*** Supplied records ***
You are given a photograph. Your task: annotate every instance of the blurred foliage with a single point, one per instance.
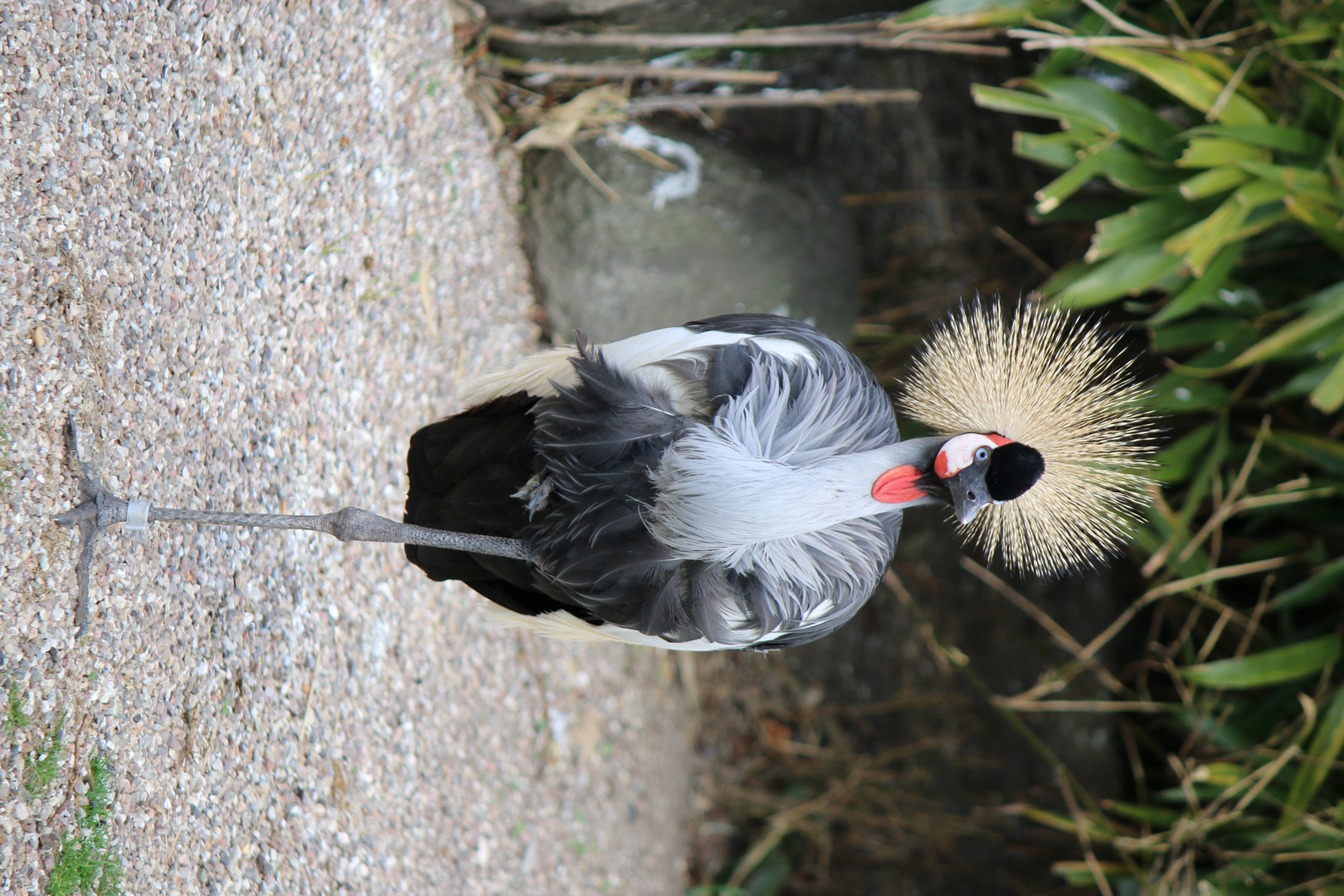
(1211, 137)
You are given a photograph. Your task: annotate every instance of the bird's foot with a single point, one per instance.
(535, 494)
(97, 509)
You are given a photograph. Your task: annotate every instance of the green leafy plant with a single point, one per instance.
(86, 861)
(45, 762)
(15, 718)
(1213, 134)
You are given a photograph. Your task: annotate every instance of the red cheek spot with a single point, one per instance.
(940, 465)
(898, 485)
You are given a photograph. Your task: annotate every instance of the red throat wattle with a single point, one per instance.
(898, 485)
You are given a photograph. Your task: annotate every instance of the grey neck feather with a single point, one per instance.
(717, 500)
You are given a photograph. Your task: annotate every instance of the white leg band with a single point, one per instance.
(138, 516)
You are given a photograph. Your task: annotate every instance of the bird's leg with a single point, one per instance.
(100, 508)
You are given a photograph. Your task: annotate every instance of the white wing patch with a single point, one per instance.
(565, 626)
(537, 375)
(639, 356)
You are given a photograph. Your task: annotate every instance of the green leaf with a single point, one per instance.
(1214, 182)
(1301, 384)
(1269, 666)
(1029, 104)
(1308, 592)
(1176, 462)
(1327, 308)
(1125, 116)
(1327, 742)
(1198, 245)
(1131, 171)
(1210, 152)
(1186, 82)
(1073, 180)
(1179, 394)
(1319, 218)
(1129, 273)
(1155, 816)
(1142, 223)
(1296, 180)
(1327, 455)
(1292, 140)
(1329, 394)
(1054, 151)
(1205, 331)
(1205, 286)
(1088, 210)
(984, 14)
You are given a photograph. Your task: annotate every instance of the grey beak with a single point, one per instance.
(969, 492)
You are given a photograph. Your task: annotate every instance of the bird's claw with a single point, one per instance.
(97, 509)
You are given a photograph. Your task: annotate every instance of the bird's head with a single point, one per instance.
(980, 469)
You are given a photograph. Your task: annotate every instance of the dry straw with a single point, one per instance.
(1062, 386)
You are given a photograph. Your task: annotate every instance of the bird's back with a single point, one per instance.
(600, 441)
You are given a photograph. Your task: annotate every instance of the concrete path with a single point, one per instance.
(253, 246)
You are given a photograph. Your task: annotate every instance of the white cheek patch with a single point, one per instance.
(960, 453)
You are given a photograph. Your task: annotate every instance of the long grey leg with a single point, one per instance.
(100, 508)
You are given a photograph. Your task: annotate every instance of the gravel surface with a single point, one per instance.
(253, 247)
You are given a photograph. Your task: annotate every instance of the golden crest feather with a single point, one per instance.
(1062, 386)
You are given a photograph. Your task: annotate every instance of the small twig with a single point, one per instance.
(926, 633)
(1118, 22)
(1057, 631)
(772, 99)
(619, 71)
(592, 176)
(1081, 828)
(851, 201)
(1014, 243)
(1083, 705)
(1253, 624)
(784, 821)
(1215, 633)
***
▶ Task objective
Write the material out again exactly as it appears, dropping the pictures.

▶ Response to this exercise
You are given a photograph. Your task: annotate every instance of the blurred foliage with a single point, one per instance.
(1211, 137)
You are given a photograph. Your task: annotate every instance of the bird's foot with a single point, one per instance.
(535, 494)
(97, 509)
You are given a photograph. Your task: annotate every instance of the green leafy plant with a single point, one per instance.
(86, 861)
(45, 762)
(15, 718)
(1213, 134)
You are given a photograph. Your task: annotate every instance of the red cheek spot with a single point, one per instance.
(940, 465)
(898, 485)
You are given a photograph. Your task: annotate every instance of the red throat wattle with a single point, one per instance.
(898, 485)
You are given a photograph. Your task: annotate every instance of the grey neck feather with a single point, one per instance.
(717, 500)
You are given a photograph. Your task: annotate every instance of the white leg band with a single point, one per instance.
(138, 516)
You are given a photograph. Your task: annotate every instance of the bird's leg with a single point, one per instance.
(100, 508)
You are given a photograph. Your task: annotate every instance of the white wing patch with a single point, one per instance.
(565, 626)
(537, 375)
(639, 356)
You are given a photograph. Your task: annotate every instance of the green leaf with a single point, one per instance.
(1214, 182)
(1301, 384)
(1269, 666)
(1029, 104)
(1308, 592)
(1176, 462)
(1327, 308)
(1125, 116)
(1327, 742)
(1198, 245)
(1131, 171)
(1210, 152)
(1186, 82)
(1073, 180)
(1179, 394)
(1319, 218)
(1129, 273)
(1155, 816)
(1142, 223)
(1296, 180)
(1327, 455)
(1292, 140)
(1329, 394)
(1054, 151)
(1205, 331)
(1205, 286)
(1088, 210)
(984, 14)
You are given a photograph. Your task: annotate every instance of the grey beak with a single point, one per instance.
(969, 492)
You are given a photograph. Your task: annotate every instance of the bird's claw with a single point, one per instance.
(97, 509)
You are given a photograph. Your task: annotate every instance of the bird's head with a single point, one per instance.
(980, 469)
You are given a photograph. Your task: annotate every instance of the dry straw with a single point, one per instance.
(1062, 386)
You are given a photograph. Your task: annotate every instance of the bird's back with a single point, one per instance.
(600, 441)
You are given a photograph. Your task: annotate every instance of the concrete path with a single point, one per instance.
(253, 246)
You are given a photograph. Your task: annotate every instance of the white cheek patch with a single point, one per instance.
(960, 453)
You are given a photograph. Your task: annotate every instance of the long grey leg with a single point, one per instance.
(100, 508)
You are given a photograph. Your task: annotate every instance of the gravel surface with a single point, one per instance.
(253, 247)
You are given a photograph. Your task: annotate every instance of the golden crest feather with a single point, one per instance.
(1062, 386)
You are given a photograph. Your task: annotate every instance of the small twig with a single point, one per instance.
(926, 633)
(1118, 22)
(1057, 631)
(772, 99)
(619, 71)
(592, 176)
(1081, 828)
(851, 201)
(1014, 243)
(1083, 705)
(1253, 624)
(784, 821)
(1215, 633)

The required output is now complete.